Data extracts:
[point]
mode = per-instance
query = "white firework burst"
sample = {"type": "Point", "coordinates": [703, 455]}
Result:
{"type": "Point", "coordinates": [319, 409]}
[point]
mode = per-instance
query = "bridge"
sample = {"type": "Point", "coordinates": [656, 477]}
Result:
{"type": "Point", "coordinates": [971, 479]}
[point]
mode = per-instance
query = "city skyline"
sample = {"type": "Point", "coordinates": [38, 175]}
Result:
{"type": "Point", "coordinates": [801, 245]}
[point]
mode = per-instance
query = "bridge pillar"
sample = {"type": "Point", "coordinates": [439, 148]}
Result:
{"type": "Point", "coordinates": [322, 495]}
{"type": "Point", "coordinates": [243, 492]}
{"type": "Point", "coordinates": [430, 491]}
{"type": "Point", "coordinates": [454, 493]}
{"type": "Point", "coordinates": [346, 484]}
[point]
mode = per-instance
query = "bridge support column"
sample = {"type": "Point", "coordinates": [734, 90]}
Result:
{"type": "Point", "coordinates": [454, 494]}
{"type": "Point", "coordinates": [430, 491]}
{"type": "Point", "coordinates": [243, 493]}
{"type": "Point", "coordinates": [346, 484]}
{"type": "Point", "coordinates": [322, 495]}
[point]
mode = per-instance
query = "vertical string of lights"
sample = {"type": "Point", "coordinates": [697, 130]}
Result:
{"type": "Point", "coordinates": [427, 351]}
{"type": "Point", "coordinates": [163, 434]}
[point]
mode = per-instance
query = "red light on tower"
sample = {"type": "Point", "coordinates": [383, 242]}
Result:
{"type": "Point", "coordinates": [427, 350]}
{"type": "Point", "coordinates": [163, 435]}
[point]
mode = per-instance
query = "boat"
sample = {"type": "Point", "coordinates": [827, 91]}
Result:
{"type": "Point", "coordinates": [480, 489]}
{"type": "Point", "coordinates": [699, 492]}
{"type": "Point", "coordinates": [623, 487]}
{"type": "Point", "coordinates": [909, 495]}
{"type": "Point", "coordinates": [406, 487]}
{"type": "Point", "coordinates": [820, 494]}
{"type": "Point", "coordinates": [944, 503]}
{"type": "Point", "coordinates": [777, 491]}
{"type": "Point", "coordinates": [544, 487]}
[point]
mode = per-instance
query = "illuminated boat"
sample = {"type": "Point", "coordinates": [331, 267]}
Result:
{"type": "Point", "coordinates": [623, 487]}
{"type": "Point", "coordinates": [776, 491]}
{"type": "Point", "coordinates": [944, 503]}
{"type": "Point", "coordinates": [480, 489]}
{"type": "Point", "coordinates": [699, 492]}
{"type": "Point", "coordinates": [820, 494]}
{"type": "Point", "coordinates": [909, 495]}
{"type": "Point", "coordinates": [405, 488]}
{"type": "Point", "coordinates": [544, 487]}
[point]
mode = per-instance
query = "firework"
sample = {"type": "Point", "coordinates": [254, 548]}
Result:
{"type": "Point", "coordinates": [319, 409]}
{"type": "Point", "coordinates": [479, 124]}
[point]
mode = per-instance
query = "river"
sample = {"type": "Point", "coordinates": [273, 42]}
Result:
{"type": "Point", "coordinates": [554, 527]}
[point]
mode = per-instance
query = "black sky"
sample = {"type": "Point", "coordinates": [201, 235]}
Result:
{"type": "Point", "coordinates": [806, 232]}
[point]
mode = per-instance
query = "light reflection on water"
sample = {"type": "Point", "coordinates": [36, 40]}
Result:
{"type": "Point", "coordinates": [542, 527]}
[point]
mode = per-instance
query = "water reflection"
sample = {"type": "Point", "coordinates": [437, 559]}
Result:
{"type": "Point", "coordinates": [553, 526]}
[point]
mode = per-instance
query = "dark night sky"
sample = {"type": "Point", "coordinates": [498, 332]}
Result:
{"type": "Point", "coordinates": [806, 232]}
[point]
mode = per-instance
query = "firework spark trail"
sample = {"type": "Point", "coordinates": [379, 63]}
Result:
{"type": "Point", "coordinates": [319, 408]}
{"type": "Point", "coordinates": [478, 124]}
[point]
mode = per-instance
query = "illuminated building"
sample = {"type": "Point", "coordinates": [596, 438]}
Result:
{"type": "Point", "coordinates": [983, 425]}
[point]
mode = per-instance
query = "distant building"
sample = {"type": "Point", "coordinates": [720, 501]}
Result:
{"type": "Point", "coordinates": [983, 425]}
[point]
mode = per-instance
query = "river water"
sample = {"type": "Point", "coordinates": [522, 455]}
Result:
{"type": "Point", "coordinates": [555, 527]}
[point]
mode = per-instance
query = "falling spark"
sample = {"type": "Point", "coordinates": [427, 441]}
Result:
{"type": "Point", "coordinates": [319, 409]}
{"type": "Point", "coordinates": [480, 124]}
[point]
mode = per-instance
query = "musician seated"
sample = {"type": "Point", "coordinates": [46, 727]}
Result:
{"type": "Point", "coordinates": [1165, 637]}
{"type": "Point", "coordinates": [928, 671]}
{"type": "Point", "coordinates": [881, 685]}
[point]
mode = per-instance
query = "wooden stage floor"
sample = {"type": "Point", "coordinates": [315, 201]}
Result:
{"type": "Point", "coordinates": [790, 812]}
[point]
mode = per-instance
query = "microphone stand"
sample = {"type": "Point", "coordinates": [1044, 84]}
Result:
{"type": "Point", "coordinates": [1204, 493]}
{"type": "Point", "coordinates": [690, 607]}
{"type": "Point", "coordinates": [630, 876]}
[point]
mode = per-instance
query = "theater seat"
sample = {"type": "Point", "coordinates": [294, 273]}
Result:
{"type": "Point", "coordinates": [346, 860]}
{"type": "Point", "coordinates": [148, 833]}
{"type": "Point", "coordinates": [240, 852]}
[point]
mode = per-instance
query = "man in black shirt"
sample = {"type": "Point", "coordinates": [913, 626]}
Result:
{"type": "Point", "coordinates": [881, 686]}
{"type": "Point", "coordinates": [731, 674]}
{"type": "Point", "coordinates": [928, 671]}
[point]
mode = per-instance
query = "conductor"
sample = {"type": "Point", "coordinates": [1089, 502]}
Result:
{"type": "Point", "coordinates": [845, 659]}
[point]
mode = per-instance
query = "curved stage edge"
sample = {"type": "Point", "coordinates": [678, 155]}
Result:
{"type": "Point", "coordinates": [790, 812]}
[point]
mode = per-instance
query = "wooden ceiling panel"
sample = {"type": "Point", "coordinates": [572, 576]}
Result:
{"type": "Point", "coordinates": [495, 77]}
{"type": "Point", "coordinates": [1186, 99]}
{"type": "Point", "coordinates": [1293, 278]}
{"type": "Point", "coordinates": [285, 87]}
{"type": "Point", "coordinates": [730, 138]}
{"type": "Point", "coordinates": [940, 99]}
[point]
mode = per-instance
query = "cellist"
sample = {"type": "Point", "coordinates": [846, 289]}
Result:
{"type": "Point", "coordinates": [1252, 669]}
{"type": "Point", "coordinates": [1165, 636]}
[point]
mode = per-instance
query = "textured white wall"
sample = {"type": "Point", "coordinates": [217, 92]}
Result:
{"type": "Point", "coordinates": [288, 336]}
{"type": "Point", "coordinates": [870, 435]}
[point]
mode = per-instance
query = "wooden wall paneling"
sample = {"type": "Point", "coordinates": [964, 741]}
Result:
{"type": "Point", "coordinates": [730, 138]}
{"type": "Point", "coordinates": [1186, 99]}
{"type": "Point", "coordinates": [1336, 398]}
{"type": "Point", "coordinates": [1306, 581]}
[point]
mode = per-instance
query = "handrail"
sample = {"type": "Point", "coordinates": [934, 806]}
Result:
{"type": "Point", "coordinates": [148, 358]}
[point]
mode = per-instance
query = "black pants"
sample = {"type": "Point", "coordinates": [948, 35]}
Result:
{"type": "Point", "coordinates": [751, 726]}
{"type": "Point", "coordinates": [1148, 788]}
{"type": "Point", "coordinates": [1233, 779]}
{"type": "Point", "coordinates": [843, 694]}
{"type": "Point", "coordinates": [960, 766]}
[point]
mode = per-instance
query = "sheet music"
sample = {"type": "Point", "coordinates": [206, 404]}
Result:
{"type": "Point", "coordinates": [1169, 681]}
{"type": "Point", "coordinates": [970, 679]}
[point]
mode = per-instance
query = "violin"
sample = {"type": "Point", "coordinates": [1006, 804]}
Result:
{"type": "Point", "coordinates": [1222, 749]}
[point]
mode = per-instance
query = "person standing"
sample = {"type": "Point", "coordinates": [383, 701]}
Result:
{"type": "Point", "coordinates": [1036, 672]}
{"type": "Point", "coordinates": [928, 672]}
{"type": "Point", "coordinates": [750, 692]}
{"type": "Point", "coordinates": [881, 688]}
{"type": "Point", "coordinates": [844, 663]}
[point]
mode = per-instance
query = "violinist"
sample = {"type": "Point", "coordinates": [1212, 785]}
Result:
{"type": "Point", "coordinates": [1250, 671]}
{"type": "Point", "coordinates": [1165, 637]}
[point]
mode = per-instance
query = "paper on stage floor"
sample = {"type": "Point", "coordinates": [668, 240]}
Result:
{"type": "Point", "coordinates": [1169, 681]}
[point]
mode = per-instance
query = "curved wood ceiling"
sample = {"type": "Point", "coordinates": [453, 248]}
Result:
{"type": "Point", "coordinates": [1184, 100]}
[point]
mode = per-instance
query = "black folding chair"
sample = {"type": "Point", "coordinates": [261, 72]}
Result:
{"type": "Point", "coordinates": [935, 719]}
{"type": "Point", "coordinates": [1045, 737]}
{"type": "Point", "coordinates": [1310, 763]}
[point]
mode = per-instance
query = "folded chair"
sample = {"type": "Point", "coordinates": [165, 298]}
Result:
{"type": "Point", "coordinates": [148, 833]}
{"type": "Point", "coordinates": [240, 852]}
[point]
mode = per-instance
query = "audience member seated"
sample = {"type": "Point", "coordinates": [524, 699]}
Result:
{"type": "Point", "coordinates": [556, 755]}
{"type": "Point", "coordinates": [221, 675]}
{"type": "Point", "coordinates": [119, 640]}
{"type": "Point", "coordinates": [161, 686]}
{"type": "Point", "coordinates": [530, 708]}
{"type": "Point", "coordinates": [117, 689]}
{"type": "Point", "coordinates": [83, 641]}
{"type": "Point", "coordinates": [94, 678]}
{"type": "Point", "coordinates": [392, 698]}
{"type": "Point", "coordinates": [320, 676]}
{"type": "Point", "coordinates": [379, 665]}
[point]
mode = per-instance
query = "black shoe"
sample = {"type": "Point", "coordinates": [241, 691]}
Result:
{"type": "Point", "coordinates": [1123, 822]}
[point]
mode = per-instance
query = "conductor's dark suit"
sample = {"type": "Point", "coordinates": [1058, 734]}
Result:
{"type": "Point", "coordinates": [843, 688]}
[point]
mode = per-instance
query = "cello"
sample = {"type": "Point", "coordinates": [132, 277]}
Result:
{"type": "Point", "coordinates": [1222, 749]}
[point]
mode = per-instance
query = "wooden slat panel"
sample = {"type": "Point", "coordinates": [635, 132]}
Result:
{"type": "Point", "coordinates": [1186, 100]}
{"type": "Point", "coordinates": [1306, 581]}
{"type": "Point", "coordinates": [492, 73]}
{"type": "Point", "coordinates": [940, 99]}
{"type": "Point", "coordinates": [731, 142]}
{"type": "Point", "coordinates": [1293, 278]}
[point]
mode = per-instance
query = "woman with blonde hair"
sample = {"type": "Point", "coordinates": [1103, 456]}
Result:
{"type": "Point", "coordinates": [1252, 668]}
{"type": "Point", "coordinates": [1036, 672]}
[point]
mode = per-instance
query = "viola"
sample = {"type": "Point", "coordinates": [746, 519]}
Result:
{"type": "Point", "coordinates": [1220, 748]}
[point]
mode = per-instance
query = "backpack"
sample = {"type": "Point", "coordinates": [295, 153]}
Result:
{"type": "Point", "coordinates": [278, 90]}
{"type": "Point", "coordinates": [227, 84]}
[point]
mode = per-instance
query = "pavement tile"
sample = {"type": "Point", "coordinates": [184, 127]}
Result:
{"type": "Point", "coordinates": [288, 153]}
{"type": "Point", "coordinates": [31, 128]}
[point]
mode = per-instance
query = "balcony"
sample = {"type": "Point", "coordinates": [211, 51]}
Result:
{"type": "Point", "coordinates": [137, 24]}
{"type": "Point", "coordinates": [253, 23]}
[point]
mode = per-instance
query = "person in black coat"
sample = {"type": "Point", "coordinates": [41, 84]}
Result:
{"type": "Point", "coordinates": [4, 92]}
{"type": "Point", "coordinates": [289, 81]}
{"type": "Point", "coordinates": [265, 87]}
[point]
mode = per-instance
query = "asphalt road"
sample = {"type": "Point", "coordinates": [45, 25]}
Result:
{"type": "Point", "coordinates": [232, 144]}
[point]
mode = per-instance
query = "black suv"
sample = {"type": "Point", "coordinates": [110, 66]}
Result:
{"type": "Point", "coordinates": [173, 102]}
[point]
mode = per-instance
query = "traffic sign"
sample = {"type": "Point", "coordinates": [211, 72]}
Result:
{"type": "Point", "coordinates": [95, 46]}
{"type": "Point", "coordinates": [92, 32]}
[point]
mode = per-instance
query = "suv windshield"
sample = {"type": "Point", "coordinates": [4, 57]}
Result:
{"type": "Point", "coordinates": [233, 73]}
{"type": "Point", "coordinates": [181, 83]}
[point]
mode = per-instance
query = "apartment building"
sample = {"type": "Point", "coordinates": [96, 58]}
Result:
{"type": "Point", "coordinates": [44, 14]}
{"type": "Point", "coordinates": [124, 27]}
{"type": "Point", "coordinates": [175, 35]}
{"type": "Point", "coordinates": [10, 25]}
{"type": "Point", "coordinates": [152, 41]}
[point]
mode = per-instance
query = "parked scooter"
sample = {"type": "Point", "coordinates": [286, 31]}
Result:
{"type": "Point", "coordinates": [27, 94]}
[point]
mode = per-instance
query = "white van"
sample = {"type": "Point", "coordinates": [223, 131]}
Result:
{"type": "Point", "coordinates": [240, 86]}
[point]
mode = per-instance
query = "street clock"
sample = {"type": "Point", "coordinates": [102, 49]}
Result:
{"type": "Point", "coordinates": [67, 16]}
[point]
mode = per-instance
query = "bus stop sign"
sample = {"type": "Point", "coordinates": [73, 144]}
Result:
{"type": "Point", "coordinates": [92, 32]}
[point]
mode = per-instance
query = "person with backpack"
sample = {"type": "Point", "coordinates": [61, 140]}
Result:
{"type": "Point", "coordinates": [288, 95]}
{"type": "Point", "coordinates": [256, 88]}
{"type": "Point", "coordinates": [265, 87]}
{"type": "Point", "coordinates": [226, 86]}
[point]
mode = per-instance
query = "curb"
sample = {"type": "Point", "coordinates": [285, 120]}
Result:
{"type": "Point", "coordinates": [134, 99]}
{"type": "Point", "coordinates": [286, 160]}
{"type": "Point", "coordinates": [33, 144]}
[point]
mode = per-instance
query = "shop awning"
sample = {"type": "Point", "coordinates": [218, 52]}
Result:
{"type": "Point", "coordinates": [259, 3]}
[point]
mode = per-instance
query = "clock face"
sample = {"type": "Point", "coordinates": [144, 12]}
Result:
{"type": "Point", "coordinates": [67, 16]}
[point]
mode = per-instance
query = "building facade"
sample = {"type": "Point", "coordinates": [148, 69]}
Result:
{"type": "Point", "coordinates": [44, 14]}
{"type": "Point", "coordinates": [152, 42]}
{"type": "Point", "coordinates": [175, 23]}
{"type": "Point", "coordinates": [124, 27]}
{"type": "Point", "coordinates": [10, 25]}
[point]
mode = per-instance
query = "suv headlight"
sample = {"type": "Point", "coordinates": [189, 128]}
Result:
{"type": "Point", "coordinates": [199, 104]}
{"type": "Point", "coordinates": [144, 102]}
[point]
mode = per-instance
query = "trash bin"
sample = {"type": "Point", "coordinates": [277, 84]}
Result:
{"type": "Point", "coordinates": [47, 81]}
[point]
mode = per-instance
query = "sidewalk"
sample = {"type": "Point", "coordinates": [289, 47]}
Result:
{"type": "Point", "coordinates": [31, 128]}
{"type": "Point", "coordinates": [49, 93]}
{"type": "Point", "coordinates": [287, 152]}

To do: The answer is each line from the entries above in which the word "bridge" occurs.

Result:
query = "bridge"
query = "bridge pillar"
query = "bridge support column"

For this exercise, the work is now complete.